__Exercise details__:
Can you pick out every line in the records below that contains the word "pink" and copy each of those lines?

━━━ Listed entries ━━━

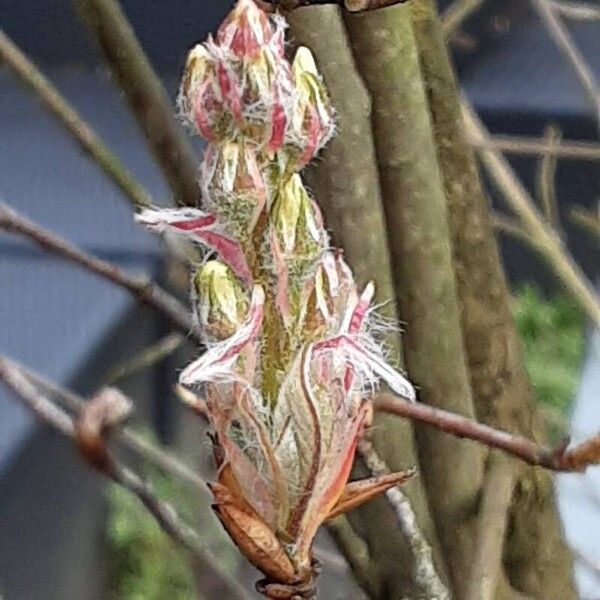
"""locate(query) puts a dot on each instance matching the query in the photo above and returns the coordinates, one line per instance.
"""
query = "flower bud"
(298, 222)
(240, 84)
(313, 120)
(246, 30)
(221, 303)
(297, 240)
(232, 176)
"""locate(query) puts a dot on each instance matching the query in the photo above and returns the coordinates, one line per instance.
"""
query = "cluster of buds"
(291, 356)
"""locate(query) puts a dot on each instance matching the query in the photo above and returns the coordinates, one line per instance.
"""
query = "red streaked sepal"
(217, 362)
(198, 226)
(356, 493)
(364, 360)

━━━
━━━ Listed entries ━━━

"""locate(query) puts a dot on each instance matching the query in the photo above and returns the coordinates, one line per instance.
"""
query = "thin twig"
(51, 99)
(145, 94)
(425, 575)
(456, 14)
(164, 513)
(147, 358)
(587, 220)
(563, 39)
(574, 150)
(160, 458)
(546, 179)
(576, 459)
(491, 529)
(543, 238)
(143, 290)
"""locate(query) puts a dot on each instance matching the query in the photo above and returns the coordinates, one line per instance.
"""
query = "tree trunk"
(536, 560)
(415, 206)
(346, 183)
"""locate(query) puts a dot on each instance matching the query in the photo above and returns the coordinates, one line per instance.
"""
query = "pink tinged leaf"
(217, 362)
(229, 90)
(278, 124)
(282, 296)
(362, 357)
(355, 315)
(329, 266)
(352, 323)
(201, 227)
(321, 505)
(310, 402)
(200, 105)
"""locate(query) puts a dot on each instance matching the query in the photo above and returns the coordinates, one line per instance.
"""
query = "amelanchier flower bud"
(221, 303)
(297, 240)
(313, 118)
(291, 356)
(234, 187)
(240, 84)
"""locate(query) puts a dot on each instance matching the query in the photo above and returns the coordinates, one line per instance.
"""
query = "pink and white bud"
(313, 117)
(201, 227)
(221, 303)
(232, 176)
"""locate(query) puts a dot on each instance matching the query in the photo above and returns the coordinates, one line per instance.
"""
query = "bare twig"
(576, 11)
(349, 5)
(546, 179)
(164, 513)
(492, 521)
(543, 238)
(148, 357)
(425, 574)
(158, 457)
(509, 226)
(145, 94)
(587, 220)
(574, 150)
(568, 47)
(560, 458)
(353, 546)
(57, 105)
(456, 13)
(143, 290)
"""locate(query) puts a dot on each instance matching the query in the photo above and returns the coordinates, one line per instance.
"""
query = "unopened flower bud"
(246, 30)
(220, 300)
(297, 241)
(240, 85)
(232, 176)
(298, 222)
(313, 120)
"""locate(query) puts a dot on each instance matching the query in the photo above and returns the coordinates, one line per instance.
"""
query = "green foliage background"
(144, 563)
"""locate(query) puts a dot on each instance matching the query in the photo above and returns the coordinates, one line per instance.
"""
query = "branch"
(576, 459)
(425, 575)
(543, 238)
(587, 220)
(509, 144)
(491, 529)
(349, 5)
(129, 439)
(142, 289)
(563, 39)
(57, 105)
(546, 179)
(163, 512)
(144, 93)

━━━
━━━ Listed entries ━━━

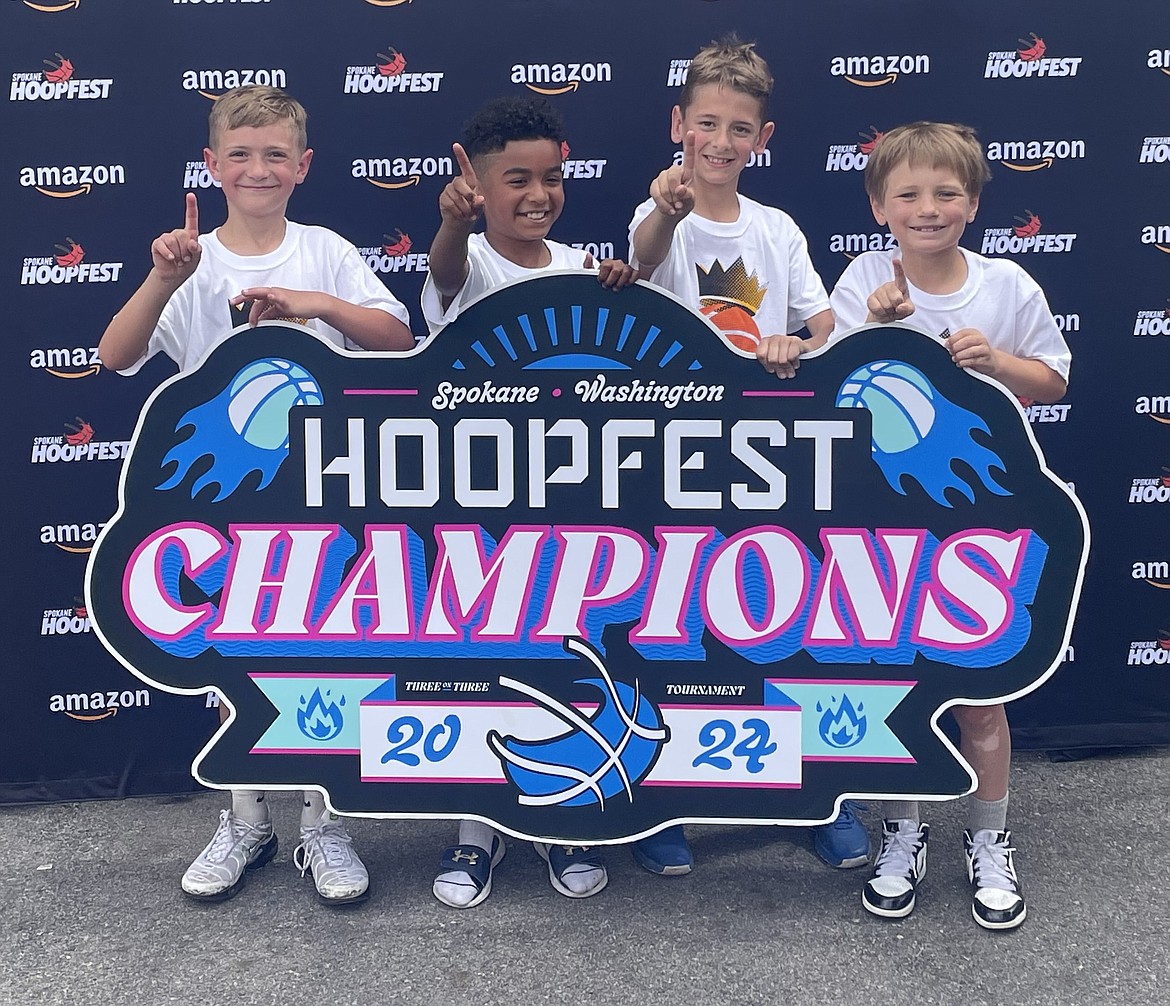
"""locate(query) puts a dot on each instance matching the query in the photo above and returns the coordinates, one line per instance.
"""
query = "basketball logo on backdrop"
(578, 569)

━━━

__Completed task__:
query = "pink tinged leaf"
query = "pink and white bud"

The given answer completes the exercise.